ACTION ITEM
Your answer should contain only the lines from the top of the data below down through the one with "like [(228, 195)].", transcribed exactly and without pictures; please include nothing more.

SUPPLIED INFORMATION
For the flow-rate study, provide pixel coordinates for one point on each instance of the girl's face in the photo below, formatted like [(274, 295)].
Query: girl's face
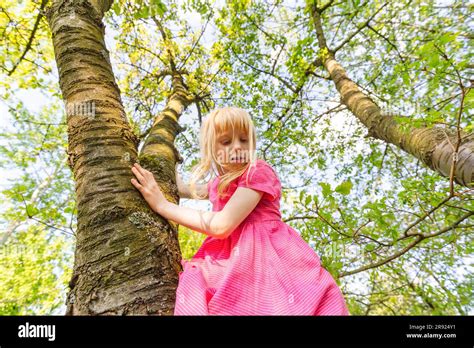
[(232, 148)]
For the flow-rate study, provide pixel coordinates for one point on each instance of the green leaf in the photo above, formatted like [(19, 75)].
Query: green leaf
[(326, 188), (344, 188)]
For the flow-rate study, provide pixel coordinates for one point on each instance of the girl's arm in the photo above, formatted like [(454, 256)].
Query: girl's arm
[(218, 224), (185, 191), (215, 224)]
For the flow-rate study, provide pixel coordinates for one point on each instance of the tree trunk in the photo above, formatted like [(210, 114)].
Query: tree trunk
[(434, 146), (127, 257)]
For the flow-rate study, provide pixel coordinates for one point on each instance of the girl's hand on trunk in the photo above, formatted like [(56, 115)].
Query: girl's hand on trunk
[(148, 187)]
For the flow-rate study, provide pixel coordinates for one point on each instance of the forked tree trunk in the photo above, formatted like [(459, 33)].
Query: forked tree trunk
[(434, 146), (127, 257)]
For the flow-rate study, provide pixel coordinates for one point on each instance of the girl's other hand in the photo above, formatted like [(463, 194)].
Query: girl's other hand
[(148, 187)]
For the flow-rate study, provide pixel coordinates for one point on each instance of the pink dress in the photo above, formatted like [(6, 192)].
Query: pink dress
[(263, 268)]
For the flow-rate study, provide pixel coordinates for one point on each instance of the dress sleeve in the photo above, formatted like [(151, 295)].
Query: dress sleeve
[(263, 178)]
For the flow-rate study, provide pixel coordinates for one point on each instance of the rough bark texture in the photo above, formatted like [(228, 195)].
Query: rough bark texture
[(159, 154), (434, 146), (127, 257)]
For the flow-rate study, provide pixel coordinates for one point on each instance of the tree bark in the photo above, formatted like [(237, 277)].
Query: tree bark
[(434, 146), (127, 258)]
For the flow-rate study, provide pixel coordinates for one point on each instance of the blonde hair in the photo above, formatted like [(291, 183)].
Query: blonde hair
[(217, 122)]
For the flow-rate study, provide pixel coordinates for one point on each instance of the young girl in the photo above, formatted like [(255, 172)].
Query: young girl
[(251, 263)]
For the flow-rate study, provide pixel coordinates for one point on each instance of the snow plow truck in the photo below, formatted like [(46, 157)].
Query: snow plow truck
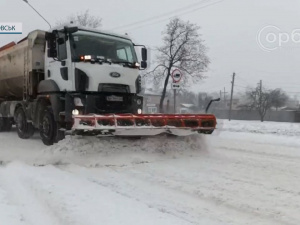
[(81, 81)]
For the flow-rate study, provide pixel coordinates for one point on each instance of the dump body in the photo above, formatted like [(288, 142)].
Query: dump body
[(13, 66)]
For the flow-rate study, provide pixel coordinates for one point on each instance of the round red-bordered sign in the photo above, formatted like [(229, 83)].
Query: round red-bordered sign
[(176, 75)]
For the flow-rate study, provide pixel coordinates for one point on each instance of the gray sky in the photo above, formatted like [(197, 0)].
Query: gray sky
[(229, 28)]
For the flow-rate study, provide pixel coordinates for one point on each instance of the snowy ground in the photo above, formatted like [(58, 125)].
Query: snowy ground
[(245, 173)]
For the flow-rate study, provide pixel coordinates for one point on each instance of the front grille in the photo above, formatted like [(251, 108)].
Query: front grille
[(114, 88), (103, 105)]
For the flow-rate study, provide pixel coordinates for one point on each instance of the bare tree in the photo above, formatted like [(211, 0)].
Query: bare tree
[(263, 100), (186, 96), (183, 49), (279, 98), (84, 19)]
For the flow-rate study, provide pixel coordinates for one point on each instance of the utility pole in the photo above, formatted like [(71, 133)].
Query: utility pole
[(26, 1), (260, 96), (224, 98), (232, 85)]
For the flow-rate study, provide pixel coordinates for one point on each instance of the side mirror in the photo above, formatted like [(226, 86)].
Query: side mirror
[(51, 45), (60, 41), (144, 54), (70, 30)]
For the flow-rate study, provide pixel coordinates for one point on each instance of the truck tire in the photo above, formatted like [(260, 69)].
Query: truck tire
[(47, 126), (25, 130), (5, 124)]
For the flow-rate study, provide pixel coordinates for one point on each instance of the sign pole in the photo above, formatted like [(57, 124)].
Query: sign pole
[(176, 76), (174, 100)]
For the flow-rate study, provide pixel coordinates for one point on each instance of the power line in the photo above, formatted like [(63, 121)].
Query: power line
[(161, 15), (134, 28)]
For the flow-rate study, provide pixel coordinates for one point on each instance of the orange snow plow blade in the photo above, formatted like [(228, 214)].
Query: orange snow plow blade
[(143, 124)]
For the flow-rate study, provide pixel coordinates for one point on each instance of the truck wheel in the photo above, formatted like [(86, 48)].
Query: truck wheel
[(5, 123), (47, 126), (25, 130)]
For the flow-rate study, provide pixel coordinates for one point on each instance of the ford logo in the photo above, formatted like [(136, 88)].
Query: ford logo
[(115, 74)]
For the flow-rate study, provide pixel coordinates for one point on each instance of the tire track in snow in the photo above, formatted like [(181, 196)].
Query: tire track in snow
[(180, 199), (21, 193)]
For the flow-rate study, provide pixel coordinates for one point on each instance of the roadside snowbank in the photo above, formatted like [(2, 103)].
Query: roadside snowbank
[(97, 152), (277, 128)]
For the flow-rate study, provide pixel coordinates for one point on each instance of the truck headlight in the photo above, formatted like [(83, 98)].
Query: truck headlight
[(75, 112), (139, 101), (78, 102)]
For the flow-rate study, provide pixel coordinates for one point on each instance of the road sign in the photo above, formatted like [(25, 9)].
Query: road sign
[(176, 75), (176, 86)]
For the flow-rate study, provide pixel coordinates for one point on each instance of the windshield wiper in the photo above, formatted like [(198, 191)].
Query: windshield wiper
[(125, 63)]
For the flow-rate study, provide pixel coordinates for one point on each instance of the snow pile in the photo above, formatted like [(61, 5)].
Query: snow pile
[(277, 128), (112, 151)]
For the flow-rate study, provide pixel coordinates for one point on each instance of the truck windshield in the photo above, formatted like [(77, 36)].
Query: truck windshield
[(115, 49)]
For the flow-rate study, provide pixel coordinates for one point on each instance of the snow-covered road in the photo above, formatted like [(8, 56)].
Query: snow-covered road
[(245, 173)]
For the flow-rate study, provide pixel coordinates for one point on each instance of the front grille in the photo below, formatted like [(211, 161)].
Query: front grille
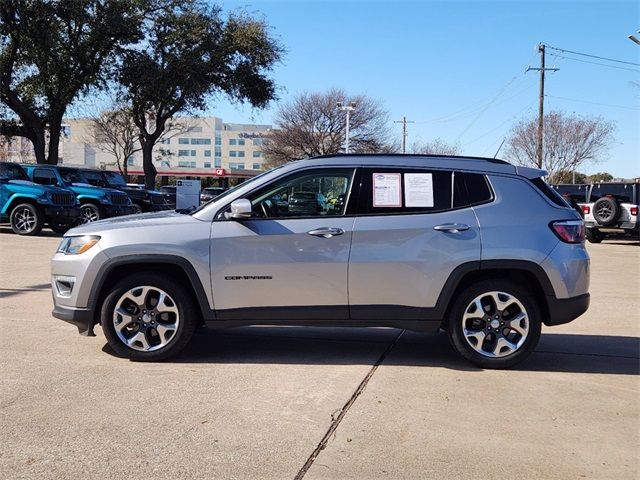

ANSWER
For the flow-rate study, provide pixel coordinates for one point on each instance of the girl's face in the photo below, formatted like [(274, 295)].
Query: girl's face
[(232, 148)]
For the flow-rate study, provide pixel coordinates for one point on each instance of the green leaf in the photo above, formatted like [(19, 75)].
Query: green leaf
[(326, 188), (344, 188)]
For the flow-rate study, provide pixel coordinates for one point on each instance of the girl's arm in the photo above, formatted like [(454, 256)].
Query: girl's arm
[(218, 224), (185, 191), (215, 224)]
For the flow-rate study, provide pixel coordinates for one point on each instance of the tree trunk in the photo above, formatted like [(210, 114)].
Query: tree trunk
[(434, 146), (127, 257)]
For the flow-rate study, provide pixel coordinates for one point on each instance of the girl's hand on trunk in the photo above, formatted like [(56, 115)].
Query: girl's hand on trunk
[(148, 187)]
For the flow-rate study, provide pixel coordinates for one point on each instance of the forked tree trunk in the photo above, formatted like [(459, 33)].
Query: forked tree trunk
[(434, 146), (127, 257)]
For the flow-rate study, provide pixel coordinates for one point on each instance of the girl's other hand in the photo above, formatted like [(463, 194)].
Query: girl's other hand
[(148, 187)]
For the flow-rate study, provide pixel coordinates for one point on each instance of the pink dress in the photo above, formatted like [(6, 192)].
Query: pink dress
[(263, 268)]
For the flow-rate study, provide pixel coordinates for one point on each instance of the dress sleeve in the photo above, formatted like [(151, 295)].
Query: dress sleeve
[(263, 178)]
For the flow-rate study, provide pixel coordinates for one point on each instance of the rough bark texture in the photo above, formatted like [(228, 195)].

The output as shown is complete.